## [Complete the following]
1. In the simulation methods passage below, which force field parameters were used to prepare the topology of the protein chains?
2. Please write the next part of the simulation methods passage below, starting after its last sentence.

## [Excerpted text]
· · · · ·
Molecular dynamics simulation studies and MM-PBSA calculations

The docked complexes from the ZDOCK server were used in MD simulations. The complexes being protein–protein in nature with multiple chains, the MD simulations were computationally expensive and performed on the HPC cluster at Bioinformatics Resources and Applications Facility (BRAF), C-DAC, Pune with Gromacs 2020.484 MD simulation package. The CHARMM-36 force field parameters85,86 were employed to prepare the topology of protein chains. The system of each TLR along with the bound vaccine was solvated with the single point charge water model87 in the dodecahedron unit cells and neutralized with the addition of Na+ or Cl counter-ions. The solvated systems were initially energy minimized to relieve the steric clashes if any with the steepest descent criteria until the threshold (Fmax < 10 kJ/mol) was reached. These energy minimized systems were then equilibrated at constant volume and temperature conditions 300 K using modified Berendsen thermostat88 and then at constant volume and pressure Berendsen barostat89 for 100 ps each. The equilibrated systems were later subjected to 100 ns production phase MD simulations, where the modified Berendsen thermostat and Parrinello-Rahman barostat90 were used with covalent bonds restrained using the LINCS algorithm91. The long-range electrostatic interaction energies were measured with the cut-off of 12 Å, with the Particle Mesh Ewald method (PME)92. The resulting trajectories were analyzed for root mean square deviations (RMSD) in protein backbone atoms, root mean square fluctuations (RMSF) in the side chain atoms of individual chains in each protein complex, the radius of gyration (Rg), and several hydrogen bonds formed between vaccine protein chain and the respective TLR protein chain.

Immune simulation studies

To forecast the immunogenicity and immune response profile of the proposed vaccine, an immune simulation analysis was performed. For the immune simulation study, the C-ImmSim server (http://150.146.2.1/CIMMSIM/index.php) was used to predict real-life immune interactions using machine learning techniques and PSSM (Position-Specific Scoring Matrix)93. During the experiment, all the variables except for the time steps were kept at their default parameters. However, the time steps at 1, 84, and 170 were retained (time step 1 is injection at time = 0), and the number of simulation steps was set to 1050. Thus, three injections at four-week intervals were administered to induce recurrent antigen exposure94.
· · · · ·
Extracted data
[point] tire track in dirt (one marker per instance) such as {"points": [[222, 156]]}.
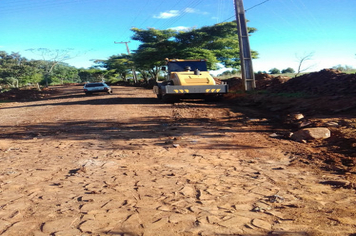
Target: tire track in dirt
{"points": [[156, 169]]}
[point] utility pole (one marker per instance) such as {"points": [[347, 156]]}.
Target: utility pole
{"points": [[248, 75], [128, 52]]}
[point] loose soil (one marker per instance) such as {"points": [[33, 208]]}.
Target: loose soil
{"points": [[127, 164]]}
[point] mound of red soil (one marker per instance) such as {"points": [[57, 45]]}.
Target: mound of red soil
{"points": [[324, 82]]}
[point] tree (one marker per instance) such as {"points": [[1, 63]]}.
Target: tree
{"points": [[288, 70], [217, 44], [54, 57], [121, 65], [302, 60], [343, 68], [274, 71]]}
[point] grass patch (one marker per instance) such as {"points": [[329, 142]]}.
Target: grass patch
{"points": [[292, 95]]}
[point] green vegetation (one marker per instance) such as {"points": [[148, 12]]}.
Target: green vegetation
{"points": [[217, 44]]}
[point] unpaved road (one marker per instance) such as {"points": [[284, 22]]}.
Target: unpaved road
{"points": [[126, 164]]}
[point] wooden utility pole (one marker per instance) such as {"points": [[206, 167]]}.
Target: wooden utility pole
{"points": [[128, 52], [247, 73]]}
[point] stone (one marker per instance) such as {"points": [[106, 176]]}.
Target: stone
{"points": [[59, 225], [311, 133], [261, 224], [297, 116]]}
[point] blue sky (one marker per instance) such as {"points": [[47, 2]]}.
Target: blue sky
{"points": [[286, 29]]}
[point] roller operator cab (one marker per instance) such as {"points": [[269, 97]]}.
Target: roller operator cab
{"points": [[188, 79]]}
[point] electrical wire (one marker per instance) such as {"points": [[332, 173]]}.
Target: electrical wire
{"points": [[256, 5]]}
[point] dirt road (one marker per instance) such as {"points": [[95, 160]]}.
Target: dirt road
{"points": [[126, 164]]}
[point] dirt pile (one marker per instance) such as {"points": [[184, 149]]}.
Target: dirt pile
{"points": [[324, 82]]}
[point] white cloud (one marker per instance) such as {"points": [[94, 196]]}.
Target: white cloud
{"points": [[189, 10], [181, 28], [167, 14]]}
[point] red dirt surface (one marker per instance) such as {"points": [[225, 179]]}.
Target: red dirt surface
{"points": [[127, 164]]}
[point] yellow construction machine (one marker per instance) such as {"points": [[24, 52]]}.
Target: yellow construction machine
{"points": [[188, 79]]}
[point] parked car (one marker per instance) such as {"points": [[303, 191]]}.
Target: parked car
{"points": [[90, 88]]}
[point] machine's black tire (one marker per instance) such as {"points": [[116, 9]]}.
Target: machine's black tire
{"points": [[167, 98], [159, 96]]}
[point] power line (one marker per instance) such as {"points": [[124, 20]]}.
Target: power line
{"points": [[256, 5]]}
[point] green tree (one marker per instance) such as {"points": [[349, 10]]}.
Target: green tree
{"points": [[287, 70], [274, 71], [343, 68], [53, 57], [217, 43]]}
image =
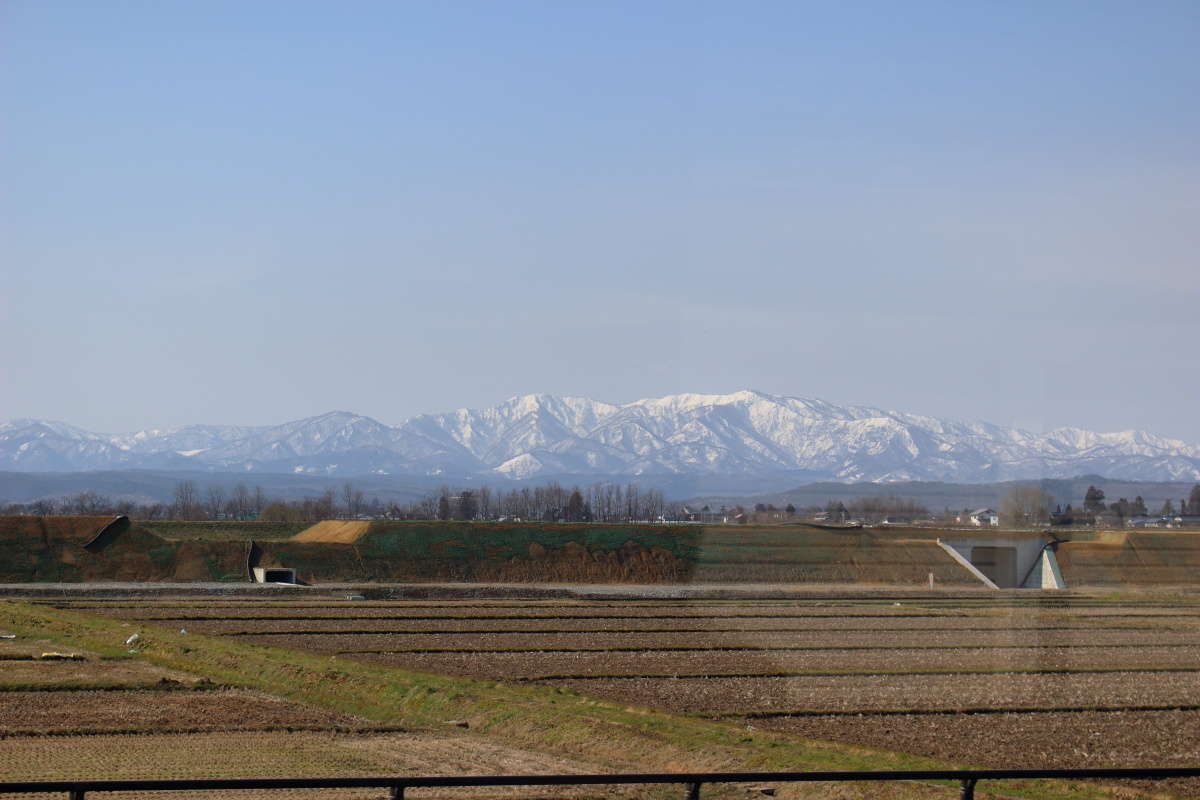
· · · · ·
## [Answers provided]
1. The CHARMM-36 force field parameters.

2.
Codon adaptation and in silico cloning within E. coli system

Java Codon Adaptation Tool or JCat server (http://www.jcat.de/) was used for codon optimization95, and the optimized codon sequence was further analyzed for expression parameters, codon adaptation index (CAI), and GC-content %. The optimum CAI value is 1.0, while a score of > 0.8 is considered acceptable, and the optimum GC content ranges from 30 to 70%96. For in silico cloning simulation, the pETite vector plasmid was selected which contains a small ubiquitin-like modifier (SUMO) tag as well as a 6 × polyhistidine (6X-His)  tag97. The vaccine protein sequence was reverse-translated to the optimized DNA sequence by the server to which EaeI and StyI restriction sites were incorporated at the N-terminal and C-terminal sites, respectively. The newly adapted DNA sequence was then inserted between the EaeI and StyI restriction sites of the pETite vector using the SnapGene restriction cloning software (https://www.snapgene.com/free-trial/) to confirm the expression of the vaccine98,99.

Prediction of the vaccine mRNA secondary structure

Two servers, i.e. Mfold (http://unafold.rna.albany.edu/?q=mfold) and RNAfold (http://rna.tbi.univie.ac.at/cgi-bin/RNAWebSuite/RNAfold.cgi), were used for the mRNA secondary structure prediction100,101. Both of these servers thermodynamically predict the mRNA secondary structures and provide each of the generated structures with minimum free energy ('G Kcal/mol'). To analyze the mRNA folding and secondary vaccine structure, the optimized DNA sequence was first taken from the JCat server and converted via the DNA <-> RNA-> Protein tool (http://biomodel.uah.es/en/lab/cybertory/analysis/trans.htm) to a possible RNA sequence. The RNA sequence was then gathered from the tool and utilized for prediction into the Mfold and RNAfold servers using the default settings for all the parameters.